- **Written task A**: Reproduce in full, word for word, the article below about conflicting health care reform polls.
>> start Extracted text
Dueling Polls Offer Alternative Reform Opinions

Dueling Polls Offer Alternative Reform Opinions

Two polls released last week offered conflicting views of public opinion on health care reform. Coming in the same week the Supreme Court announced it would hear reform arguments, the polls also raise a couple of questions: How much influence does public opinion have on the Supreme Court? And vice versa?

Pick a poll, any poll, and run your reform flag up it. Whether your flag is pro or con, somewhere there’s a poll for you. If you have trouble finding it, wait a couple days.

Two public opinion polls released last week — one from CNN, one from Gallup — offered glimpses of how those of us who are not Supreme Court justices feel about health care reform.

While the numbers weren’t that far apart, the headlines were.

Headlines for the CNN poll: “Poll: Majority Now Support The Individual Mandate” and “CNN Poll: Support Rises for Health Insurance Mandate.”

And headlines for the Gallup poll: “Americans Lean Toward Repealing Health Care Reform Law: Gallup” and “Gallup Poll: 47% of Americans Favor Repealing Healthcare Law.”
>> end Extracted text
- **Written task B**: Return every line of the records below that contains the string "helmet".
>> start Recorded information
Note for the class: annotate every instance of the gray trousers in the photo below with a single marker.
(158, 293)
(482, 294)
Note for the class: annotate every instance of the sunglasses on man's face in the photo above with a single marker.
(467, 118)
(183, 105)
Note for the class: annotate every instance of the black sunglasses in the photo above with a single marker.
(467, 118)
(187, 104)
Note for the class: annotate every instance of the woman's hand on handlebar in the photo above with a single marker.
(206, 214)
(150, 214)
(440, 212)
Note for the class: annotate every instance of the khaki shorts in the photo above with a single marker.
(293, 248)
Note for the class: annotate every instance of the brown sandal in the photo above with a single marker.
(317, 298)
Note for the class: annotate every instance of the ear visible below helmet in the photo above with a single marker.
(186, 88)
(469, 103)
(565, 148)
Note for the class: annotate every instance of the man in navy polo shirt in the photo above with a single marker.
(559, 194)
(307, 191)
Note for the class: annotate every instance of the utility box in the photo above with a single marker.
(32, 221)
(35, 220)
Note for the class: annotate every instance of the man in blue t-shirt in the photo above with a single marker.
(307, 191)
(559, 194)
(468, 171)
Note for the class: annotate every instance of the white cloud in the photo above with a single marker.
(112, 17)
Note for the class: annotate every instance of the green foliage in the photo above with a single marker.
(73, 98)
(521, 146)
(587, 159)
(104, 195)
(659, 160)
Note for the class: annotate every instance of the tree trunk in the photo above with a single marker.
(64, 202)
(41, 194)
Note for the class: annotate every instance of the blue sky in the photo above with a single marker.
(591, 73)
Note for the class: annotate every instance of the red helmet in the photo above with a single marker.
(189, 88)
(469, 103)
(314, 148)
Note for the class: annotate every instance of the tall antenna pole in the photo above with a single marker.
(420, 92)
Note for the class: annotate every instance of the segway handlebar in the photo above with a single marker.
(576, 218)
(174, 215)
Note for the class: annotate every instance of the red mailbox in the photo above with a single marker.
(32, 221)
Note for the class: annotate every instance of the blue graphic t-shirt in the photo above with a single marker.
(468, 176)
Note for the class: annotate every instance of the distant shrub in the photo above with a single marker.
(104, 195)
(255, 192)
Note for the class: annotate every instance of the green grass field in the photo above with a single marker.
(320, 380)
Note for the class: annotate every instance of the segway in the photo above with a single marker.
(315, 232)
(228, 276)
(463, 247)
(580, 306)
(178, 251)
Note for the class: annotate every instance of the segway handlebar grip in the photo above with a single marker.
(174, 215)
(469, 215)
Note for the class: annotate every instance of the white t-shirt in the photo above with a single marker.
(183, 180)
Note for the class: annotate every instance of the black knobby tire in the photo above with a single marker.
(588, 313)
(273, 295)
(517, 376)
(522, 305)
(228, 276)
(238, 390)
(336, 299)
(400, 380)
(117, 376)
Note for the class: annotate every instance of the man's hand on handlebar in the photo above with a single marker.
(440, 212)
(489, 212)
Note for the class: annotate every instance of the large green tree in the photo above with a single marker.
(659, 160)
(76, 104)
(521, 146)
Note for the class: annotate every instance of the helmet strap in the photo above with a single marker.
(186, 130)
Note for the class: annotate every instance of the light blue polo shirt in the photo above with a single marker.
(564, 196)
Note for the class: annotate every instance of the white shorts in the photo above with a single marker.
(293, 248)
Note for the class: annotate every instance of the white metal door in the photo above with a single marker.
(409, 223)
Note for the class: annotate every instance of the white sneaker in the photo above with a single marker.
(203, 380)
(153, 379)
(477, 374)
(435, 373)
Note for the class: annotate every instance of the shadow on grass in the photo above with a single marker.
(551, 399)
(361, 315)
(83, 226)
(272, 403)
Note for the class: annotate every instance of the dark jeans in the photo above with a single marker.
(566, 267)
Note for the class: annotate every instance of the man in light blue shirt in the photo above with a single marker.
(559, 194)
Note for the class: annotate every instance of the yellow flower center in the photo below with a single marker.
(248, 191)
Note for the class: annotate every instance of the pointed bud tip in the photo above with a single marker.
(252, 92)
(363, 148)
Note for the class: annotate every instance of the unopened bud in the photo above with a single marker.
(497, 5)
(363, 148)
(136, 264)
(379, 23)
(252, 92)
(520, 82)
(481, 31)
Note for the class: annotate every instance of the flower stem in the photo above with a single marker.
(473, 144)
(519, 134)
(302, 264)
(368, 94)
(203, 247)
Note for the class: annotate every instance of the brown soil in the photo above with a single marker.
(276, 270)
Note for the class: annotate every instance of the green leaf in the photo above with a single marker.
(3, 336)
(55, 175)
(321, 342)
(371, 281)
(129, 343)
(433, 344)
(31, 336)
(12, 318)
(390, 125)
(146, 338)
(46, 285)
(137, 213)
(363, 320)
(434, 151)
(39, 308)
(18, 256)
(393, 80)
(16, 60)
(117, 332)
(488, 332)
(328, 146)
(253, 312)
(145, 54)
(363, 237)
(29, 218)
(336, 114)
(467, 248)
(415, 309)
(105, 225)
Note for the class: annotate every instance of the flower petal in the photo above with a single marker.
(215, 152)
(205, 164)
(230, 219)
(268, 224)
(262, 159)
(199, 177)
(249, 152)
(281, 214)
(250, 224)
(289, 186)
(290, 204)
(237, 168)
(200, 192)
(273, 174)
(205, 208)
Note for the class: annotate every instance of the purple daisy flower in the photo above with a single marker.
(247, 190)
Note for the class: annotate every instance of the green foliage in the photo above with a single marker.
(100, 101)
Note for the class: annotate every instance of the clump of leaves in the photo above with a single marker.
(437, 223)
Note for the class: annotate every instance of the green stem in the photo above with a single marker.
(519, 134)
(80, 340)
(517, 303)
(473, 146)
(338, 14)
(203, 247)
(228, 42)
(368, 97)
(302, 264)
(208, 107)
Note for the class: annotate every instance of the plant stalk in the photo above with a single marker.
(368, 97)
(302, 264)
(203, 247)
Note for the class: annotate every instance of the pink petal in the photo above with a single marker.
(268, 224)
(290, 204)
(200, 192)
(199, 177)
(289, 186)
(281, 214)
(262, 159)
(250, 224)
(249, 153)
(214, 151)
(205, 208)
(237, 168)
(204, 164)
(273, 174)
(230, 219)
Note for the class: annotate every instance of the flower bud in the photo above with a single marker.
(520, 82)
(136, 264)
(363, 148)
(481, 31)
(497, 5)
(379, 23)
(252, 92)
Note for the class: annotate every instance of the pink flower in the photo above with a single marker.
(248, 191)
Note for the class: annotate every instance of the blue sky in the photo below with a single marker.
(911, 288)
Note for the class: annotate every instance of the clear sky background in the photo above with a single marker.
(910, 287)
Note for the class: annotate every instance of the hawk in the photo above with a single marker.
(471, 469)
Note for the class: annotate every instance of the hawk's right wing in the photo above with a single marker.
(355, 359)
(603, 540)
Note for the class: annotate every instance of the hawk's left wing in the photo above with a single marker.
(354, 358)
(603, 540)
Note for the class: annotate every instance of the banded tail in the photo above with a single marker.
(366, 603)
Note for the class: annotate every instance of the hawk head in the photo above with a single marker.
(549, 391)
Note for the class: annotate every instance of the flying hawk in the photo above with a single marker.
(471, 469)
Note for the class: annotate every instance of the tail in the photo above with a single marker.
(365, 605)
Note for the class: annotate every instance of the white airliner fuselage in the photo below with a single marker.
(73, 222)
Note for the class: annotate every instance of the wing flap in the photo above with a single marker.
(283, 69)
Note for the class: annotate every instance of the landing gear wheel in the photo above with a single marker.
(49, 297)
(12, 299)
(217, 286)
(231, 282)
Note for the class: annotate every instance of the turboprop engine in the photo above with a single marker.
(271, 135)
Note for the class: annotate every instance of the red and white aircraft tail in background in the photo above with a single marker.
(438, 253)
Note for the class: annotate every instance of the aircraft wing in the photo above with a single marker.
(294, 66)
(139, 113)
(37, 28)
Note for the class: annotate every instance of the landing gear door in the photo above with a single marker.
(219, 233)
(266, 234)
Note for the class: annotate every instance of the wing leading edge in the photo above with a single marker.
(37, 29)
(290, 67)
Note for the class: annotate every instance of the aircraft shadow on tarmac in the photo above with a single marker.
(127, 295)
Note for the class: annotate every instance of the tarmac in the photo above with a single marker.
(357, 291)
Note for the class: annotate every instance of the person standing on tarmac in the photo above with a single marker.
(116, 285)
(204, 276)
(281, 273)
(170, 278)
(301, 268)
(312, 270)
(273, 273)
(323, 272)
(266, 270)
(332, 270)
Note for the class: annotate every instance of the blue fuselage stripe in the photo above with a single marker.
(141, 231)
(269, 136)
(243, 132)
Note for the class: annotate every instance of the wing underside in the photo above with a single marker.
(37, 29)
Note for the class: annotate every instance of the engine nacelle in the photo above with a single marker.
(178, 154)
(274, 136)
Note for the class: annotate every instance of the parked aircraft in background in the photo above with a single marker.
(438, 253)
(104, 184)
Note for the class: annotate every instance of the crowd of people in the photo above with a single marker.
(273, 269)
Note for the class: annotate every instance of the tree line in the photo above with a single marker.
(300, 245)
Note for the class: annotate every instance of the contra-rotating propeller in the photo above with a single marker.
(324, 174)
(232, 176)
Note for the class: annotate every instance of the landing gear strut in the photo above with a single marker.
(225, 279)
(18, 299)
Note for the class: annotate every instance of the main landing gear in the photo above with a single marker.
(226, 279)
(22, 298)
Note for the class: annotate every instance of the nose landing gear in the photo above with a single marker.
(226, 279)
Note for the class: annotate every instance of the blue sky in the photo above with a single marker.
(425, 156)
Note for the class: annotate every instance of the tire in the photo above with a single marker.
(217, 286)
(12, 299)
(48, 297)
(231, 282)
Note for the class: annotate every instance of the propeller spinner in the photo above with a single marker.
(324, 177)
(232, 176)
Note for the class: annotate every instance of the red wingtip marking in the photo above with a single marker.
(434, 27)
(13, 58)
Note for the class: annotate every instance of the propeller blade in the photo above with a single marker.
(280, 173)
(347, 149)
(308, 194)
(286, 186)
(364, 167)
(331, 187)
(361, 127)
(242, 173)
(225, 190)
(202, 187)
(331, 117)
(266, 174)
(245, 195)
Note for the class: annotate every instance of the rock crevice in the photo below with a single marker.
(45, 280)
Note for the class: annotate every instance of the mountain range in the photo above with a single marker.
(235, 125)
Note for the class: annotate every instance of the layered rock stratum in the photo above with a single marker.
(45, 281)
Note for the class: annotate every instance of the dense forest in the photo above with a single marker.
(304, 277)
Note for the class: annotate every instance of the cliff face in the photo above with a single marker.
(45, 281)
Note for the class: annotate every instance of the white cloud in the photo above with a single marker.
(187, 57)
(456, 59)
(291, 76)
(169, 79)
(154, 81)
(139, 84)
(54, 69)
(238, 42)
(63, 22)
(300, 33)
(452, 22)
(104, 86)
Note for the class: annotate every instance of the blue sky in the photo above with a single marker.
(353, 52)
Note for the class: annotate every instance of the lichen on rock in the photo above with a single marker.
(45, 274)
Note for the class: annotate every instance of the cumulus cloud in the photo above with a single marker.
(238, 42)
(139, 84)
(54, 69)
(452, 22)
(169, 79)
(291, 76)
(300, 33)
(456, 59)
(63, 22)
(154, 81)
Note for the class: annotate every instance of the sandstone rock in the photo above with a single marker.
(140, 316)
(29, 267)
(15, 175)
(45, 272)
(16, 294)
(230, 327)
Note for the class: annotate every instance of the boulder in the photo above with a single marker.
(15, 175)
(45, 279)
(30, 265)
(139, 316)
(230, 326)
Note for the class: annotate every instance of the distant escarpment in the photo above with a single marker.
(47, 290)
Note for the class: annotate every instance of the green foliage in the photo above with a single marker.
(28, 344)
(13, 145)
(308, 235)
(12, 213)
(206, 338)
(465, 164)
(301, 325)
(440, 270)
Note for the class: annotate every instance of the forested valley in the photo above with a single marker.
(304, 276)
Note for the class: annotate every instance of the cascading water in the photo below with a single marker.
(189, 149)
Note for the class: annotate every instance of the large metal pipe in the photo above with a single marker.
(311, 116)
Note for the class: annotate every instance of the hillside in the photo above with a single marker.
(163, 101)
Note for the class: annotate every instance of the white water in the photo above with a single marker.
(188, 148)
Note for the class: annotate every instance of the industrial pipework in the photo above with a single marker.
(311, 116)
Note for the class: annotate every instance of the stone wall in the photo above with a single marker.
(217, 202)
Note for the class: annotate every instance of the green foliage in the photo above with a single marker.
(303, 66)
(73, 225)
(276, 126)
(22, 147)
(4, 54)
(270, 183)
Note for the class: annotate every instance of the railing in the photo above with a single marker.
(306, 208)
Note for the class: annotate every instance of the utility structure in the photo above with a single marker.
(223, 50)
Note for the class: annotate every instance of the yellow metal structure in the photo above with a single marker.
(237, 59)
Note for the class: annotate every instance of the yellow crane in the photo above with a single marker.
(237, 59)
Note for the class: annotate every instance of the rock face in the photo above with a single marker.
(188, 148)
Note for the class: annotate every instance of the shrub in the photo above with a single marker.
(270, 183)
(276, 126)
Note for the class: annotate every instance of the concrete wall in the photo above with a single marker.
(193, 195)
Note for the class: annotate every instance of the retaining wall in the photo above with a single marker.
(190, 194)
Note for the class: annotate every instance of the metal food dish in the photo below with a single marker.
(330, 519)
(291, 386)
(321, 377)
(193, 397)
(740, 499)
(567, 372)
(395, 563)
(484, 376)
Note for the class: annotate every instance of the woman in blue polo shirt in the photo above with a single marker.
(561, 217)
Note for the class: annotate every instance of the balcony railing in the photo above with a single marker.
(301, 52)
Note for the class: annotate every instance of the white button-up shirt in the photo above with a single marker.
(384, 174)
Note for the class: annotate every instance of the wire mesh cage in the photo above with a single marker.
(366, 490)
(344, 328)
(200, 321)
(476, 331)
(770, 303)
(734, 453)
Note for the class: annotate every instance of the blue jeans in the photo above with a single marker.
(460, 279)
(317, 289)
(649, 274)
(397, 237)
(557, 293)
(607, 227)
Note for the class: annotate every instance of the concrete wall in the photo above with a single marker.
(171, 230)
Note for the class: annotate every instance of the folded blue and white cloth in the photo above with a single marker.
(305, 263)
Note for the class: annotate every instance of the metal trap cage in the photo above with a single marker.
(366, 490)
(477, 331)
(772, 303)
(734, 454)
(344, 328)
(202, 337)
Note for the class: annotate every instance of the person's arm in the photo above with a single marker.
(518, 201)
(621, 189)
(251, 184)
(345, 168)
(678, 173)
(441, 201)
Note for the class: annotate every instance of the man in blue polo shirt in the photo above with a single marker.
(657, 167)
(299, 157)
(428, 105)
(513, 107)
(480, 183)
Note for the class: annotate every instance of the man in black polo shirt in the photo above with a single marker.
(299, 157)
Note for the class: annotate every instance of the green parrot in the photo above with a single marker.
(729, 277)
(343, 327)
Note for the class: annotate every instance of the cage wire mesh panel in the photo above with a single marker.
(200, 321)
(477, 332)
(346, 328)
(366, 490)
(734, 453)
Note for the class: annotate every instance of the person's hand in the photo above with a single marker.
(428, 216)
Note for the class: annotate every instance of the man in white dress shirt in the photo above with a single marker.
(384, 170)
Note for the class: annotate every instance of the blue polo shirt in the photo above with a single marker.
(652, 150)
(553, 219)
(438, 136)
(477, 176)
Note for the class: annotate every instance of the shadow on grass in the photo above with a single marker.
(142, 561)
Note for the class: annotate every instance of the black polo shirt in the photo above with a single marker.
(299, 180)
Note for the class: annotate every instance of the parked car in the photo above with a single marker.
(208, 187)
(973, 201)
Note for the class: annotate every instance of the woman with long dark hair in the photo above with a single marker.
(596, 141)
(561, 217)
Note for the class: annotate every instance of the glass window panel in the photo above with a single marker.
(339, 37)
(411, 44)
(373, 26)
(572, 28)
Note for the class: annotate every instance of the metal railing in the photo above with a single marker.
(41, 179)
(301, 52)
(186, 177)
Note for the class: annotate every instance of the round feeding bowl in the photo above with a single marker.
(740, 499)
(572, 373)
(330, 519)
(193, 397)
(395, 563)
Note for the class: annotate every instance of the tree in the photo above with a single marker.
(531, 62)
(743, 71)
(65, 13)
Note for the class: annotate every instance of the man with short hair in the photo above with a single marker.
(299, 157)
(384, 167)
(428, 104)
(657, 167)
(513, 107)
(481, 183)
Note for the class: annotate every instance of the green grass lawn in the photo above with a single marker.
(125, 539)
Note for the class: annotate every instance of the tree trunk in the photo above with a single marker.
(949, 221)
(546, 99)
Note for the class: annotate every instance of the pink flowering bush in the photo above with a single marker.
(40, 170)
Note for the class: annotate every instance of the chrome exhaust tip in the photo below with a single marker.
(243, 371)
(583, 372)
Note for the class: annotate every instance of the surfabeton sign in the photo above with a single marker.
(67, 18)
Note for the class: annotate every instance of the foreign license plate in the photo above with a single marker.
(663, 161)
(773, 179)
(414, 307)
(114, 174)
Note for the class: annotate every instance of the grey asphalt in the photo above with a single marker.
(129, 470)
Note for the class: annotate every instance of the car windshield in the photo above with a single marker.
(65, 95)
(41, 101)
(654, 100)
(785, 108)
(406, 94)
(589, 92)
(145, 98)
>> end Recorded information
- **Solution A**:
Dueling Polls Offer Alternative Reform Opinions

Dueling Polls Offer Alternative Reform Opinions

Two polls released last week offered conflicting views of public opinion on health care reform. Coming in the same week the Supreme Court announced it would hear reform arguments, the polls also raise a couple of questions: How much influence does public opinion have on the Supreme Court? And vice versa?

Pick a poll, any poll, and run your reform flag up it. Whether your flag is pro or con, somewhere there’s a poll for you. If you have trouble finding it, wait a couple days.

Two public opinion polls released last week — one from CNN, one from Gallup — offered glimpses of how those of us who are not Supreme Court justices feel about health care reform.

While the numbers weren’t that far apart, the headlines were.

Headlines for the CNN poll: “Poll: Majority Now Support The Individual Mandate” and “CNN Poll: Support Rises for Health Insurance Mandate.”

And headlines for the Gallup poll: “Americans Lean Toward Repealing Health Care Reform Law: Gallup” and “Gallup Poll: 47% of Americans Favor Repealing Healthcare Law.”

- **Solution B**:
Note for the class: annotate every instance of the ear visible below helmet in the photo above with a single marker.
Note for the class: annotate every instance of the red helmet in the photo above with a single marker.
Note for the class: annotate every instance of the helmet strap in the photo above with a single marker.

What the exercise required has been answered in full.